The task:
Copy out, exactly as written, only the line containing "the person carrying" and the lines after it through the end of the records.

[Stored dataset items]
>>
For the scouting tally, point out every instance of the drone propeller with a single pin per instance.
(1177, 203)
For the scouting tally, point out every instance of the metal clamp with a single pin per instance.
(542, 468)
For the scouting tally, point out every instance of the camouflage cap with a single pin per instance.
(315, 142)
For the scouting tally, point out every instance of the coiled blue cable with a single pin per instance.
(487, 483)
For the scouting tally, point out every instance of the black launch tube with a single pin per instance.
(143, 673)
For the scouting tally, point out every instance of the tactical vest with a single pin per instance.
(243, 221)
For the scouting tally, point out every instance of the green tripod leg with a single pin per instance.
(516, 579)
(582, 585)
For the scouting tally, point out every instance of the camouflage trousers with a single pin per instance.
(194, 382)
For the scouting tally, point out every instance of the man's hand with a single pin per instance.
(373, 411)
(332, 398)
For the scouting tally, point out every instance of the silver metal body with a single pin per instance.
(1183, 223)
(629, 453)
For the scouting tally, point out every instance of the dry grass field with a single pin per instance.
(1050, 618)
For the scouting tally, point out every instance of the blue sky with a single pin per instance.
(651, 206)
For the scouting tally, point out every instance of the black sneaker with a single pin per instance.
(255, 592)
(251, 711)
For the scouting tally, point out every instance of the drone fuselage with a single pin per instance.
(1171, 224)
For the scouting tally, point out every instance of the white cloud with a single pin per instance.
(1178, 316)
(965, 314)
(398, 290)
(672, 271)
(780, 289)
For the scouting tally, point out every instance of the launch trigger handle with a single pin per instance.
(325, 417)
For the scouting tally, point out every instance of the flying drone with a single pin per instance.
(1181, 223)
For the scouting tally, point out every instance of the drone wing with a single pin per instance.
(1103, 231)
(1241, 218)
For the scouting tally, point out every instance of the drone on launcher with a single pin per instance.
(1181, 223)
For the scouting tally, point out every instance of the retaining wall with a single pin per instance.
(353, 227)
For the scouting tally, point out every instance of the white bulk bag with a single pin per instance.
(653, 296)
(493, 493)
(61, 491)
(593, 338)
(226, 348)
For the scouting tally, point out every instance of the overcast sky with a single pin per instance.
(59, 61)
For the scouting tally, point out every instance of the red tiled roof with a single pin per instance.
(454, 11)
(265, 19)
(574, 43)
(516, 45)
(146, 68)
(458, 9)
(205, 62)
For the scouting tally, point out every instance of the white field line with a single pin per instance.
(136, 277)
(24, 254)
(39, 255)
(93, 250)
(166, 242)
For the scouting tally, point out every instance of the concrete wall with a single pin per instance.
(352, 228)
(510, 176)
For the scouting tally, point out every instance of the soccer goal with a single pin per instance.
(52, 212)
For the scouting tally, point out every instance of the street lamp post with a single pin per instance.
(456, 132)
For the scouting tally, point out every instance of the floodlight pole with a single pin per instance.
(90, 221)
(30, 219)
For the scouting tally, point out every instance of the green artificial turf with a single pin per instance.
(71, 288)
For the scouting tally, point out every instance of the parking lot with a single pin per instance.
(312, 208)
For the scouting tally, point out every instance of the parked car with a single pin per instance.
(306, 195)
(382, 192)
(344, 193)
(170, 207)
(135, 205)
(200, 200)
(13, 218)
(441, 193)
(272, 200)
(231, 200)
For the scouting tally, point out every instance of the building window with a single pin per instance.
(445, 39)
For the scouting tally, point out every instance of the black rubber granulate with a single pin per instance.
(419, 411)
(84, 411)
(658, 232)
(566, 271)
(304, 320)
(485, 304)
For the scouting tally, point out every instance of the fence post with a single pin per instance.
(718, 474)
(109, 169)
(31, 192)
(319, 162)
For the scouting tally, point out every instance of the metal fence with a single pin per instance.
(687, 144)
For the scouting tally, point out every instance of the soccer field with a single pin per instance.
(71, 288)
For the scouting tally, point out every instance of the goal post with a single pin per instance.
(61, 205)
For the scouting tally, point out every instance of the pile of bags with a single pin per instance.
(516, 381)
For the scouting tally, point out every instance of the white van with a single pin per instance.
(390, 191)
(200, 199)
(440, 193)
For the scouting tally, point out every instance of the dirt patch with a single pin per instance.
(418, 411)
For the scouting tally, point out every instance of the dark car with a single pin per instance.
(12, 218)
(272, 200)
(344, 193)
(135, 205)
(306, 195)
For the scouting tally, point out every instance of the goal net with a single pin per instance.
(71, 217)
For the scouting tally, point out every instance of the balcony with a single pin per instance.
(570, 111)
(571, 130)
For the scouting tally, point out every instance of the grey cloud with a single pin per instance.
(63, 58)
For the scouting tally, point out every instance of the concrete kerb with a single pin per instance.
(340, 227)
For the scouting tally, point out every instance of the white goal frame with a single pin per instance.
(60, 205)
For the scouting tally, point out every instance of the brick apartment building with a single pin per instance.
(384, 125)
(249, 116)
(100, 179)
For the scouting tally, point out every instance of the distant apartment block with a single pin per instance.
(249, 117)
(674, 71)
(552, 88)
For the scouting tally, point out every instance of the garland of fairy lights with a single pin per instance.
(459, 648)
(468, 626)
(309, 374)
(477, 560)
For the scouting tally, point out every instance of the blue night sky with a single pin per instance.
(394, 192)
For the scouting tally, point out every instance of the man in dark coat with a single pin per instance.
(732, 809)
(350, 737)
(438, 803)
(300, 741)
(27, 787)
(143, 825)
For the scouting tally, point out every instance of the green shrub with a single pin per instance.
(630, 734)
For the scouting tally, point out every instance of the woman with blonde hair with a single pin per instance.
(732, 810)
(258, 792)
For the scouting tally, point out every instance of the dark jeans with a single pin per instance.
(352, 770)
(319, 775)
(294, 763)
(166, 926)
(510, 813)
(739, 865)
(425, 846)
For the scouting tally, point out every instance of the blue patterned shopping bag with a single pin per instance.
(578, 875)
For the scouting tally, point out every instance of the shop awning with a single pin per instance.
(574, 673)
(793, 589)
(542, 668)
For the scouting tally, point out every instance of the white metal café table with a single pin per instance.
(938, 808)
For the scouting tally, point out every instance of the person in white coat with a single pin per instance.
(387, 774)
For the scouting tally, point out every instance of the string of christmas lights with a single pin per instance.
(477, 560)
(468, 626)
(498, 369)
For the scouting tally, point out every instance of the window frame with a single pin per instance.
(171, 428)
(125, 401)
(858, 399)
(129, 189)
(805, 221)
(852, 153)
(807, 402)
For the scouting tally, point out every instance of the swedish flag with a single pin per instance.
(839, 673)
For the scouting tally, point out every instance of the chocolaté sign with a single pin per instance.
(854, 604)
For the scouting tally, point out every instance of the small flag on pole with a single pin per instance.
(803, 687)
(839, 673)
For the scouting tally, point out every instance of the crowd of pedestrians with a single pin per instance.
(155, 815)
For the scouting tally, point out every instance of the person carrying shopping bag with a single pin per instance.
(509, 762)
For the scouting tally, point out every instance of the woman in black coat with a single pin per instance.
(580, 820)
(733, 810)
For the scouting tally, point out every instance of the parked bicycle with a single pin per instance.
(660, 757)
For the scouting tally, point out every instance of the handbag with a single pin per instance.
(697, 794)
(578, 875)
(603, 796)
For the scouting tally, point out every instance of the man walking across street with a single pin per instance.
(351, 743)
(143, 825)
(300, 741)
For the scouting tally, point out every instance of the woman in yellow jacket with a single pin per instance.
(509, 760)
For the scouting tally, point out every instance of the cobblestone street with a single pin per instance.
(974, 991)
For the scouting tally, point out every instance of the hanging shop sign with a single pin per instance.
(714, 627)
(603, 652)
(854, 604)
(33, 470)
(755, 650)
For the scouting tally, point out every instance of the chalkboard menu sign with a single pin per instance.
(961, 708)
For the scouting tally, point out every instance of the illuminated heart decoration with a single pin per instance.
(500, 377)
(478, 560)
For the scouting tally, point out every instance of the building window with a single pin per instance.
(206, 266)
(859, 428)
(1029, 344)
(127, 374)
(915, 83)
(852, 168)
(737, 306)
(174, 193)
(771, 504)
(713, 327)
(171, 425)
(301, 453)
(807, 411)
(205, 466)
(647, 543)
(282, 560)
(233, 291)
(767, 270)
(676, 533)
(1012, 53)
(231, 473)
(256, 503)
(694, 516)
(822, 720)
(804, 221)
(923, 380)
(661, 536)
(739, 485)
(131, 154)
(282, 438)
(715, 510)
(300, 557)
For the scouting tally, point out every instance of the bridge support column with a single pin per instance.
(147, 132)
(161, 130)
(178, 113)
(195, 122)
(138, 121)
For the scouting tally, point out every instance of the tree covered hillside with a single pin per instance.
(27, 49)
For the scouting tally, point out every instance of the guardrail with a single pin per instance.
<<
Response below:
For the scouting tally, point out every instance of the person carrying shopping bag with a single pin per instance.
(509, 762)
For the scouting tally, point out every instance of the woman in black coat with a single pin per instance.
(580, 820)
(733, 810)
For the scouting tally, point out every instance of the parked bicycle with a single pin per instance.
(660, 757)
For the scouting tally, point out every instance of the handbag with a single pin per instance.
(697, 794)
(578, 875)
(603, 796)
For the scouting tally, point out every instance of the man walking across street with a single pin per instance.
(351, 743)
(143, 825)
(300, 741)
For the scouting tally, point out every instance of the woman in yellow jacket with a single pin per instance.
(509, 760)
For the scouting tally, point out every instance of the cobblestone street with a single pin per instance.
(974, 991)
For the scouting tally, point out every instance of the hanging shop sign with a single pin per instance.
(714, 627)
(603, 652)
(854, 604)
(33, 470)
(755, 650)
For the scouting tally, point out every instance of the chalkboard menu sign with a single pin per instance.
(961, 708)
For the scouting tally, point out every instance of the illuminated heart decoration with a single pin per instance.
(500, 377)
(478, 560)
For the scouting tally, point out every instance of the building window with a single pin per instance.
(206, 266)
(859, 428)
(1029, 344)
(127, 374)
(915, 83)
(852, 168)
(737, 306)
(174, 193)
(771, 504)
(713, 327)
(171, 425)
(301, 453)
(807, 411)
(205, 466)
(647, 543)
(282, 560)
(233, 291)
(767, 270)
(676, 533)
(1012, 53)
(231, 473)
(256, 503)
(694, 516)
(822, 720)
(804, 221)
(923, 380)
(661, 536)
(739, 485)
(131, 154)
(282, 438)
(715, 510)
(300, 557)
For the scouting tally, point out every instance of the bridge support column with a single pin per instance.
(147, 132)
(161, 130)
(178, 113)
(195, 122)
(138, 121)
For the scouting tally, point out every instance of the tree covered hillside with a single pin per instance.
(27, 49)
For the scouting tally, point out every instance of the guardrail with a single pin per instance.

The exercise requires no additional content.